Gegen weitere gesetzliche Maßnahmen sprach sich auch der Vorsitzende des Bundestags-Innenausschusses, Sebastian Edathy in der Zeitung "Die Welt" aus. "Wir sind auf der Höhe der Zeit", sagte er. Gleichzeitig schlug der SPD-Innenexperte vor, in Schulen Metalldetektoren einzusetzen, "in denen bereits festgestellt wurde, dass Waffen im Umlauf sind". Einen flächendeckenden Einsatz von Detektoren lehnte er aber ab.

Privaten Waffenbesitz verbieten?

Konrad Freiberg, Chef der Polizeigewerkschaft GdP, sieht ebenfalls keine Veranlassung, das Waffenrecht in Deutschland zu verschärfen. "Ich glaube nicht, dass wir weitere Änderungen benötigen. Freiberg wies in der "Neuen Presse" aus Hannover darauf hin, dass die letzten Verschärfungen erst am 1. April 2008 in Kraft getreten sind. Genauer geprüft werden sollte allerdings, wie Waffen gelagert und untergebracht würden, so Freiberg.

Ein Verbot von privatem Waffenbesitz forderte hingegen der SPD-Politiker Hermann Scheer. Dies sei die einzige effektive Prävention gegen Amoktäter, sagte Scheer, in dessen Wahlkreis Waiblingen die Tat geschah, der "tageszeitung" (Freitag). Scheer sagte, das Verbot würde zwar zu 99,9 Prozent Leute treffen, die verantwortlich mit den Waffen umgingen. Aber die Möglichkeit, so künftig Taten wie in Winnenden zu verhindern, rechtfertige die einschneidende Maßnahme.

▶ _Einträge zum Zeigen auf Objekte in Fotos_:

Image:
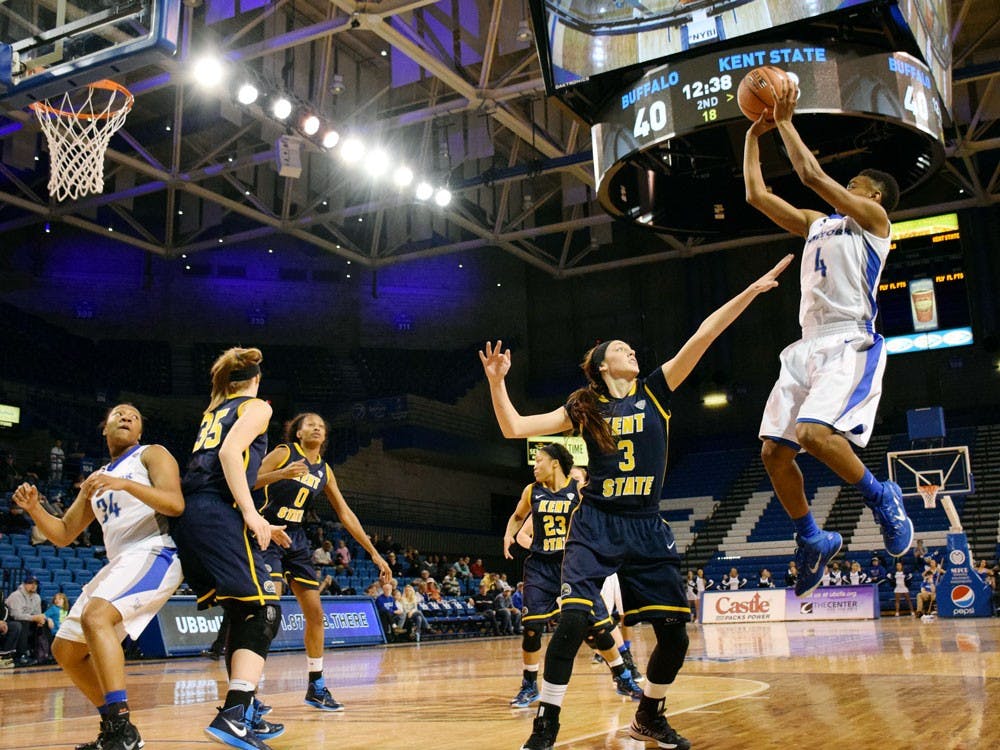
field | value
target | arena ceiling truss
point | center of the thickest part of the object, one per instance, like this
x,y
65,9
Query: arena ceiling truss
x,y
457,92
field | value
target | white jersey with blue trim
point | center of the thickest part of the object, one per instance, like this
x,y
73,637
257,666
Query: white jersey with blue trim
x,y
841,266
126,521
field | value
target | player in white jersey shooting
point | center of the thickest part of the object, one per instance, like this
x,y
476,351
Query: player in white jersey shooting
x,y
130,498
831,379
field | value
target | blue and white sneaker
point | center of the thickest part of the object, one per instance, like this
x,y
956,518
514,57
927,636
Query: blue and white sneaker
x,y
526,696
320,698
812,556
627,686
229,728
890,515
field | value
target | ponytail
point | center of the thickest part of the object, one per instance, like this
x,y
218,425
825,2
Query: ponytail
x,y
583,407
243,364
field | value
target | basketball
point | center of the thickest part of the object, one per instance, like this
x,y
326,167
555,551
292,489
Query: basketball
x,y
756,91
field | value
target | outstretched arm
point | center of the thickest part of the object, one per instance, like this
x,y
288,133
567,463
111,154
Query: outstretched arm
x,y
516,520
781,212
677,369
862,208
496,363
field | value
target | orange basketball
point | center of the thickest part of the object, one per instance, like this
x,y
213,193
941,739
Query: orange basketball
x,y
756,91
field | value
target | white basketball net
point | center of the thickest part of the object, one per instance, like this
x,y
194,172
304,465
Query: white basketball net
x,y
78,130
929,493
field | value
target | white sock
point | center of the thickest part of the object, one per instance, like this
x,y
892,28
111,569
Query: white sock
x,y
551,693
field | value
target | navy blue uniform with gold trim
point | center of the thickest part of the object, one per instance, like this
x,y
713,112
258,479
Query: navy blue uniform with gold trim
x,y
284,503
617,527
220,559
550,516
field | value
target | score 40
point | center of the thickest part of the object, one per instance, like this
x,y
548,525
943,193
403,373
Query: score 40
x,y
704,93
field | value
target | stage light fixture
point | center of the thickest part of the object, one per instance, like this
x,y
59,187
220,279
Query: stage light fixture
x,y
330,138
403,176
310,125
247,94
208,71
281,108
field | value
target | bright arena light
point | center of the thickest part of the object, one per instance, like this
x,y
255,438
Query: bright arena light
x,y
377,163
330,138
281,108
310,126
352,150
403,176
247,94
208,71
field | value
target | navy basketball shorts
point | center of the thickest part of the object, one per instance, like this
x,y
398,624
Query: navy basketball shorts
x,y
541,588
640,548
294,563
221,561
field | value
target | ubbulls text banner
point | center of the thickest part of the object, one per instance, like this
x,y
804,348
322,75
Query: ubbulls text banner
x,y
180,629
781,605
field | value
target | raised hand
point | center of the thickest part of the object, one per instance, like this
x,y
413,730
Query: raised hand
x,y
496,362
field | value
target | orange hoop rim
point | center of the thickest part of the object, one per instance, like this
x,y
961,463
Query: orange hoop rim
x,y
108,85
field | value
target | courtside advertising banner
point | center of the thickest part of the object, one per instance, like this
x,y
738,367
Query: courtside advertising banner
x,y
180,629
781,605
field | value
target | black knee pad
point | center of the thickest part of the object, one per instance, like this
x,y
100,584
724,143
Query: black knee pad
x,y
668,656
531,641
253,627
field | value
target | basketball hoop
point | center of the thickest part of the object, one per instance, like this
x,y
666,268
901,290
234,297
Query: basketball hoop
x,y
78,131
929,493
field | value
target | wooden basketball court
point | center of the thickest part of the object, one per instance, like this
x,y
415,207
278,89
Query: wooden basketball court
x,y
885,685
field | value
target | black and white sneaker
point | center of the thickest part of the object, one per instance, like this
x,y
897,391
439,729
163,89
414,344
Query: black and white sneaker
x,y
657,731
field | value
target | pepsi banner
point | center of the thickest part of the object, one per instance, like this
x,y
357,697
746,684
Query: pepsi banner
x,y
781,605
180,629
962,592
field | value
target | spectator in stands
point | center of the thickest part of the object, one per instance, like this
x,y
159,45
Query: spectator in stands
x,y
389,611
450,585
394,565
10,630
791,575
732,580
25,607
291,477
130,497
856,576
836,575
877,572
503,603
927,596
617,528
830,382
10,476
901,587
413,619
703,584
342,557
57,612
462,571
57,457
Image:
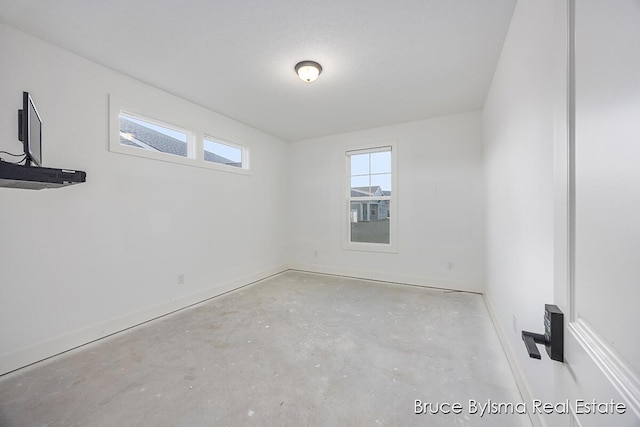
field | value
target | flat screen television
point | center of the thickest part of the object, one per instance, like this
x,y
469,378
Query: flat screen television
x,y
30,131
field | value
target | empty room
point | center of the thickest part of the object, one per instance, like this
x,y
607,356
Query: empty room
x,y
295,213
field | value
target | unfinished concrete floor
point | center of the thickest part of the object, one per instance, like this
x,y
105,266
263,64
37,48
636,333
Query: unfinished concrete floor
x,y
296,349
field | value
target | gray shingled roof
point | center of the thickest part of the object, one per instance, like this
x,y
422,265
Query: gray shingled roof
x,y
152,138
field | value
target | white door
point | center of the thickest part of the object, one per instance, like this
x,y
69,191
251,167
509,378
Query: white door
x,y
598,234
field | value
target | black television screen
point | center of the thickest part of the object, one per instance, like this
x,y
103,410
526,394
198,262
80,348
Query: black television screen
x,y
30,131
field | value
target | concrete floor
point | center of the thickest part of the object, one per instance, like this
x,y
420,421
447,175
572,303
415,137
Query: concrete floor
x,y
296,349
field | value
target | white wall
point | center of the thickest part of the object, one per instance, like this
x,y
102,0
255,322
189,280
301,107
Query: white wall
x,y
82,262
518,154
440,204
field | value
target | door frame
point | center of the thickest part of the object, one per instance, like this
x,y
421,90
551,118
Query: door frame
x,y
590,357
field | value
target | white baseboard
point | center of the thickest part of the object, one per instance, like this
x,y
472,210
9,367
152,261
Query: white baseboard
x,y
44,350
518,372
391,277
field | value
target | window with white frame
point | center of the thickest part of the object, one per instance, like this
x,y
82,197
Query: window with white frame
x,y
224,153
370,199
151,136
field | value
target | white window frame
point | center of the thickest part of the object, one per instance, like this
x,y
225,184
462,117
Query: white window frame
x,y
191,149
347,244
149,112
244,152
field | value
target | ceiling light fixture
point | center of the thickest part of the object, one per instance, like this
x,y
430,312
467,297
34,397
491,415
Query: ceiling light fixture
x,y
308,71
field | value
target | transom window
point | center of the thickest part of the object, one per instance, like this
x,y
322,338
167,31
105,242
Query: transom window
x,y
224,153
148,134
138,127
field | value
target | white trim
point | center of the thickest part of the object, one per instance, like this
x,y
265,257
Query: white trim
x,y
623,377
427,282
44,350
195,145
392,246
244,151
526,392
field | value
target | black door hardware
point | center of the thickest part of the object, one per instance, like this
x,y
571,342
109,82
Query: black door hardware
x,y
553,337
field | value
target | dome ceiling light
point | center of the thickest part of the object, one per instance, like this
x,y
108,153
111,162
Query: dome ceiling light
x,y
308,71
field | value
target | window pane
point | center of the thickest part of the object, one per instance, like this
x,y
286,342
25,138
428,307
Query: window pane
x,y
139,133
370,221
383,181
360,164
381,162
224,154
360,186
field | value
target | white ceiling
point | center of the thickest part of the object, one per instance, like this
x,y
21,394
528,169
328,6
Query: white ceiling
x,y
385,62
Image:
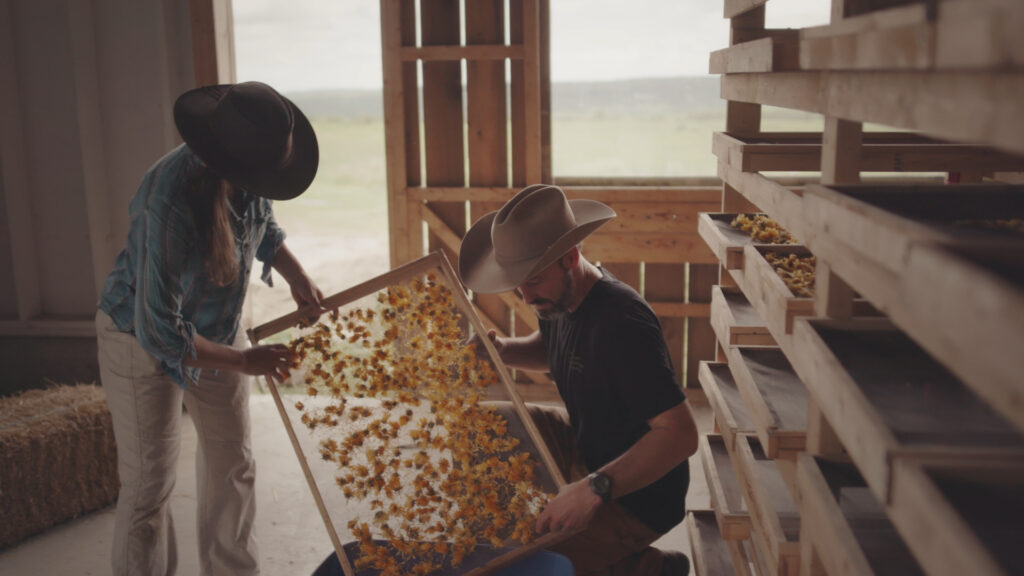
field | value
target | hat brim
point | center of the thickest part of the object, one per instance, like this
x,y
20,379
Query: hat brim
x,y
190,113
481,272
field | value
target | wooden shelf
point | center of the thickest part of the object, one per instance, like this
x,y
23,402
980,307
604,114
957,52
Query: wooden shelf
x,y
886,398
775,398
775,520
772,53
726,496
725,241
987,110
962,518
783,203
901,249
845,526
726,402
713,556
769,294
734,320
881,152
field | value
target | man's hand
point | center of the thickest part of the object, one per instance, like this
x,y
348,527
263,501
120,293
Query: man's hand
x,y
269,360
571,509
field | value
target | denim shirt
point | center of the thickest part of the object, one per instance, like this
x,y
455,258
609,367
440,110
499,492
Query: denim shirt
x,y
159,289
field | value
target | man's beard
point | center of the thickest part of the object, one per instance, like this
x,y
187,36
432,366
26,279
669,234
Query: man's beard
x,y
559,305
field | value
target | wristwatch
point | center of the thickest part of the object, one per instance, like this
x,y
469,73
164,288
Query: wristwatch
x,y
600,484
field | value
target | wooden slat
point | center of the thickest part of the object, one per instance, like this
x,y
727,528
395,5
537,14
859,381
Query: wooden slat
x,y
712,556
775,53
886,398
973,107
735,321
726,496
649,247
781,203
698,195
700,341
775,398
769,294
900,38
881,152
442,114
961,519
726,403
667,283
844,526
457,52
774,518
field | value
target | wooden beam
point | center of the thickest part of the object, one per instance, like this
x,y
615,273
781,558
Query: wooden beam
x,y
981,108
474,52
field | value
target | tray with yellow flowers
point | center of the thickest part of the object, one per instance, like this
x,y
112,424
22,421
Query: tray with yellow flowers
x,y
411,435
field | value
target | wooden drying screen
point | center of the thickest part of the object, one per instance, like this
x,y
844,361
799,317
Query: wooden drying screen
x,y
390,388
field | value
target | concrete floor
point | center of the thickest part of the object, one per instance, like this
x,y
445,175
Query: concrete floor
x,y
292,537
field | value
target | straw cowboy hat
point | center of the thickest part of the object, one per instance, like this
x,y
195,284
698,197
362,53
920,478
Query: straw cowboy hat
x,y
503,249
251,135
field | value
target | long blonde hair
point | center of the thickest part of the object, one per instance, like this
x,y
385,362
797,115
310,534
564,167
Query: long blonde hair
x,y
209,196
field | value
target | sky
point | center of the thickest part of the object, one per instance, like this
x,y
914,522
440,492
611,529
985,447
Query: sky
x,y
330,44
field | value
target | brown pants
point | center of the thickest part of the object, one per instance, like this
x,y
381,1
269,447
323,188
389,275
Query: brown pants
x,y
615,542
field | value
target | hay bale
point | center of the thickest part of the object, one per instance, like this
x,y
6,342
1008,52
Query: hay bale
x,y
57,458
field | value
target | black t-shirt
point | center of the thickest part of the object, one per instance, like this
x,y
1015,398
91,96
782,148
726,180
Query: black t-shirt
x,y
612,369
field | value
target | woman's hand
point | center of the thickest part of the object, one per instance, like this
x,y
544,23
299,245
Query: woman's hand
x,y
268,360
305,293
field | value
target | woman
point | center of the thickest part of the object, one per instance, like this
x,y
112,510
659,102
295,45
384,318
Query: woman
x,y
168,320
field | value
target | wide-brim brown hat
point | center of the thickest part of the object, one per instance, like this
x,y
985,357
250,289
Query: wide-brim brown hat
x,y
536,228
243,131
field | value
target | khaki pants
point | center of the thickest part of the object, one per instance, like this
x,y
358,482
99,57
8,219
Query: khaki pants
x,y
615,542
145,406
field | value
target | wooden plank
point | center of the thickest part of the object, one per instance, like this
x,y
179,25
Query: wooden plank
x,y
713,556
774,518
886,398
667,283
979,35
699,196
735,321
442,114
726,402
971,107
775,53
902,37
532,135
725,241
457,52
961,519
782,203
775,399
980,293
486,120
845,525
771,297
726,497
735,8
649,247
395,131
881,152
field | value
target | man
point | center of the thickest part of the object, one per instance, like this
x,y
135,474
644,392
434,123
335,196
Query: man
x,y
627,418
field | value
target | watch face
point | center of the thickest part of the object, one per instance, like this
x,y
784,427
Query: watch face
x,y
600,484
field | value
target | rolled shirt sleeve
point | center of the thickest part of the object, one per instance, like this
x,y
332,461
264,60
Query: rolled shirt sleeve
x,y
273,237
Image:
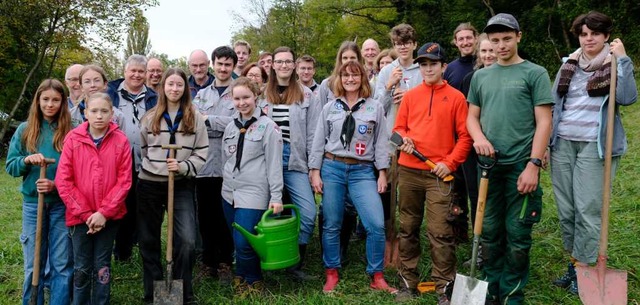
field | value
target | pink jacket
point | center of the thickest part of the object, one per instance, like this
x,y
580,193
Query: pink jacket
x,y
91,179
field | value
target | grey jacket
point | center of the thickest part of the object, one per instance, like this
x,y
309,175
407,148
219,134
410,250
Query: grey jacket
x,y
302,124
259,179
370,139
626,94
218,111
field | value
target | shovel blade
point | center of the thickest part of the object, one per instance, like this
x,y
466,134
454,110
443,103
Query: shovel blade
x,y
468,291
601,286
167,292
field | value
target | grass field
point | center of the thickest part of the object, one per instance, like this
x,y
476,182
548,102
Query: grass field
x,y
547,258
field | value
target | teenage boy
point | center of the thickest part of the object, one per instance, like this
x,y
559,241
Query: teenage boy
x,y
216,104
432,120
510,111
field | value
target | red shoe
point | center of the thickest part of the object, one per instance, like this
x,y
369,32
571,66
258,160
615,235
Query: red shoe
x,y
332,281
378,283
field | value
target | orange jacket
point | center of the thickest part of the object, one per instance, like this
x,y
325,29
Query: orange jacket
x,y
434,117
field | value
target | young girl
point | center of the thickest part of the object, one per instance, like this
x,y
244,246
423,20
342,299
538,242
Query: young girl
x,y
93,178
93,79
289,104
252,177
173,120
40,137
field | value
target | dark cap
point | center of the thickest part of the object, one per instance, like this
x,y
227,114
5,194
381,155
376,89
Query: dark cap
x,y
430,50
502,19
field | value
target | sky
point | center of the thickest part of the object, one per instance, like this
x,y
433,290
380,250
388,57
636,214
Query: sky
x,y
177,27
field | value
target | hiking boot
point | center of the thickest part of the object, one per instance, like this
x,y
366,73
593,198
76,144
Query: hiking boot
x,y
565,280
405,295
573,287
443,299
240,287
378,283
332,281
225,276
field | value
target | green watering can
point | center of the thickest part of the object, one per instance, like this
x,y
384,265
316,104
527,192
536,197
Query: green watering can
x,y
277,240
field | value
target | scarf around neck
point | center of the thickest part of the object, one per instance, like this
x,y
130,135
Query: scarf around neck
x,y
598,83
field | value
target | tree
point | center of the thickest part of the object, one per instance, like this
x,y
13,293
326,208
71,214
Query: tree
x,y
48,24
138,36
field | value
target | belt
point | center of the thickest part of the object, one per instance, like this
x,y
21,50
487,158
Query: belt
x,y
346,160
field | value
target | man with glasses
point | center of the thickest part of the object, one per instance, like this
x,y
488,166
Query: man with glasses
x,y
72,80
199,68
306,69
154,74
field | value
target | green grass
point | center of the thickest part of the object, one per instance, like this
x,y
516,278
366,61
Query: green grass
x,y
547,258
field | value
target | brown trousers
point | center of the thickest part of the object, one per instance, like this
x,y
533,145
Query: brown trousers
x,y
414,187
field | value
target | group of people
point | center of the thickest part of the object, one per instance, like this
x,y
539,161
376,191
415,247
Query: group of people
x,y
254,135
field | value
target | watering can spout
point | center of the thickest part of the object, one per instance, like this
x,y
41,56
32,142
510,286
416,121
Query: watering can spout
x,y
257,241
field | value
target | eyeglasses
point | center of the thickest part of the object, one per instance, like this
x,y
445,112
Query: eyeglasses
x,y
348,75
287,62
404,44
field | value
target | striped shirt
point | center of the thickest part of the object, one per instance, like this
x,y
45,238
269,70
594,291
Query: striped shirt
x,y
579,121
280,115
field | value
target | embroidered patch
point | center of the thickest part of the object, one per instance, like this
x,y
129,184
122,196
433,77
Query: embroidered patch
x,y
362,129
360,148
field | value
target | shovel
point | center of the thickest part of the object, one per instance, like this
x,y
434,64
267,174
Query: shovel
x,y
467,290
599,285
35,278
169,291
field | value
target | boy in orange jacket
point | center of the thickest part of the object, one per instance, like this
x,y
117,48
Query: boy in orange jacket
x,y
432,120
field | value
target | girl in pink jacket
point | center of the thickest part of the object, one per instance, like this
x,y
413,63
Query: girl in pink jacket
x,y
93,179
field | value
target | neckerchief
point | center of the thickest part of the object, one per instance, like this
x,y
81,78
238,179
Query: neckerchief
x,y
349,124
598,83
243,131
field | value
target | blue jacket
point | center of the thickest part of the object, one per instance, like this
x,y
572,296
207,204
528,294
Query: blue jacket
x,y
626,94
150,98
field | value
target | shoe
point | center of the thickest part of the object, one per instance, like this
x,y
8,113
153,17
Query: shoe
x,y
573,287
378,283
225,276
565,280
332,281
405,295
240,287
443,299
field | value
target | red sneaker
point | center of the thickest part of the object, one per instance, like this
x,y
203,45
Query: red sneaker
x,y
332,281
378,283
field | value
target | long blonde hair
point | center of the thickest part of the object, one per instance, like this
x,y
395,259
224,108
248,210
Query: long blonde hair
x,y
31,136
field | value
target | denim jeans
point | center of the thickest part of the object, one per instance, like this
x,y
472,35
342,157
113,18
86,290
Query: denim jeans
x,y
247,261
152,203
92,263
297,183
359,182
54,250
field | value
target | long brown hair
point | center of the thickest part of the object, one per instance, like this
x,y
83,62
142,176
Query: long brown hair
x,y
293,93
188,112
31,136
352,67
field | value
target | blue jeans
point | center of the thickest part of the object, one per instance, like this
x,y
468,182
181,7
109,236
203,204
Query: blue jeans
x,y
54,250
359,182
297,183
92,263
247,261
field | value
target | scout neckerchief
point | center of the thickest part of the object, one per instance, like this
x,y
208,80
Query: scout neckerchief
x,y
349,124
243,130
172,127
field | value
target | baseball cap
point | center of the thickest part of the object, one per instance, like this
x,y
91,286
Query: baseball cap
x,y
502,19
430,50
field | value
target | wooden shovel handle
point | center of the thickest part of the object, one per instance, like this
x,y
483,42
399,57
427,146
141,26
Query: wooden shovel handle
x,y
606,188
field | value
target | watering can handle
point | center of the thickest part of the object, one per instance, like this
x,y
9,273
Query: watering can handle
x,y
269,212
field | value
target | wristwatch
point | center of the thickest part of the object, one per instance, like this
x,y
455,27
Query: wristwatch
x,y
537,162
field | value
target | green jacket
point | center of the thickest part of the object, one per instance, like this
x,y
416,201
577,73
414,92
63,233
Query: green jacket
x,y
30,174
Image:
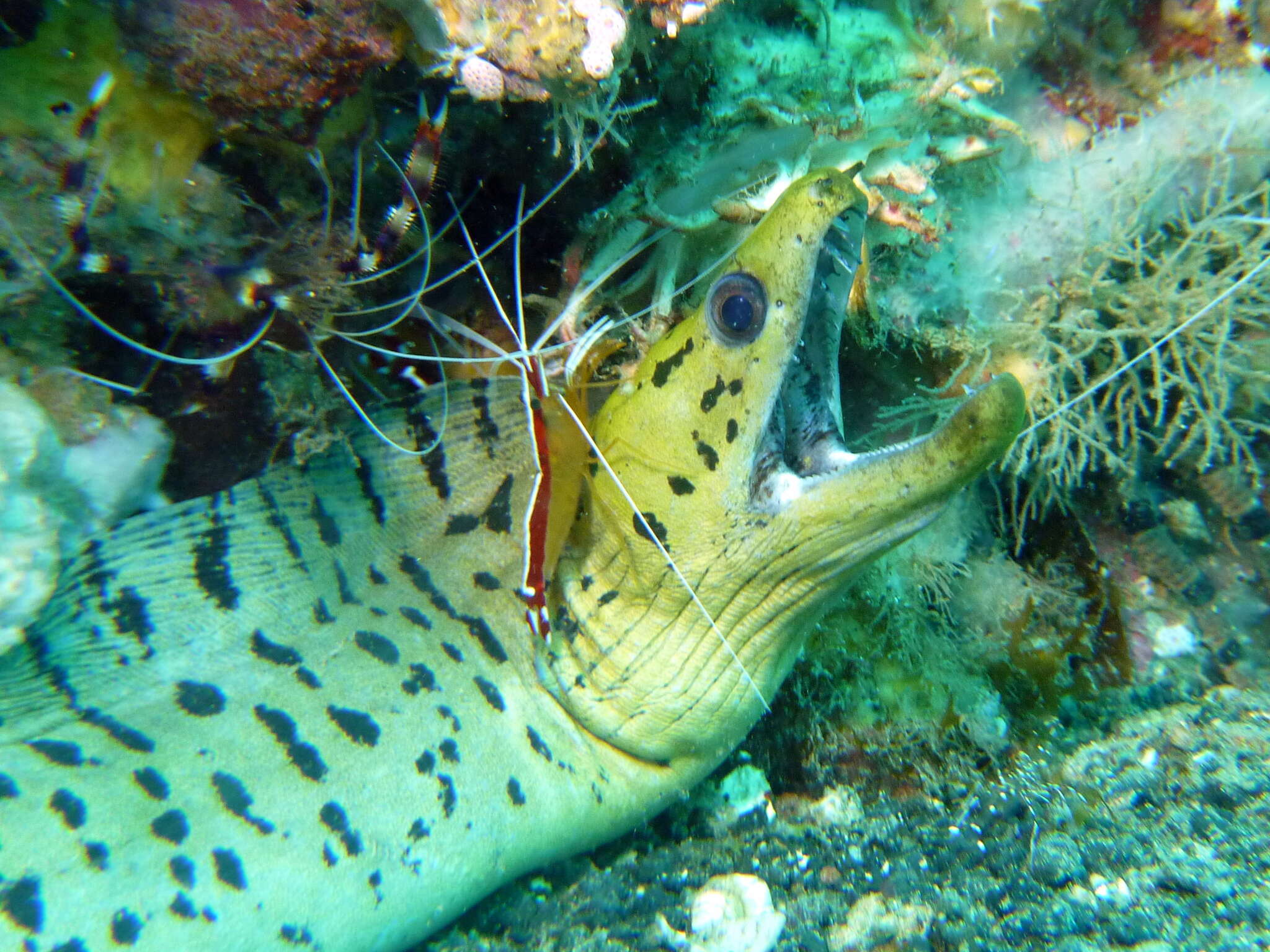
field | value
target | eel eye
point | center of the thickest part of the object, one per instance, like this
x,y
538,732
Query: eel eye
x,y
738,307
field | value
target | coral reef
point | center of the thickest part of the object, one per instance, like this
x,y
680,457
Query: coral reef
x,y
270,66
539,48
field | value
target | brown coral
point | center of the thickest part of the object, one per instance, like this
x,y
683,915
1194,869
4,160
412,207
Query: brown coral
x,y
273,66
1192,394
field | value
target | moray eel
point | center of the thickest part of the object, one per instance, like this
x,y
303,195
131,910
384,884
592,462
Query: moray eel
x,y
309,712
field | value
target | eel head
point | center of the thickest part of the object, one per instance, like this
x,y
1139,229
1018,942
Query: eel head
x,y
727,444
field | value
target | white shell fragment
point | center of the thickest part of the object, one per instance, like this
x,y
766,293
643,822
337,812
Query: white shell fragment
x,y
730,913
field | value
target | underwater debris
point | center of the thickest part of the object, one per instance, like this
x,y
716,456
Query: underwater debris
x,y
882,922
68,470
730,913
270,66
538,48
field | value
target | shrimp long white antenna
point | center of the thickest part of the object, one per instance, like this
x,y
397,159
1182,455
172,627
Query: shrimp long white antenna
x,y
1156,346
366,418
666,553
87,312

▶ _Aufgabenstellung_: Nenne alle Personen, die im Textausschnitt zum Waffenrecht namentlich erwähnt werden. Die Einträge werden hier nicht benötigt.

▶ _Antwort zur Aufgabe_:
- Sebastian Edathy
- Konrad Freiberg
- Hermann Scheer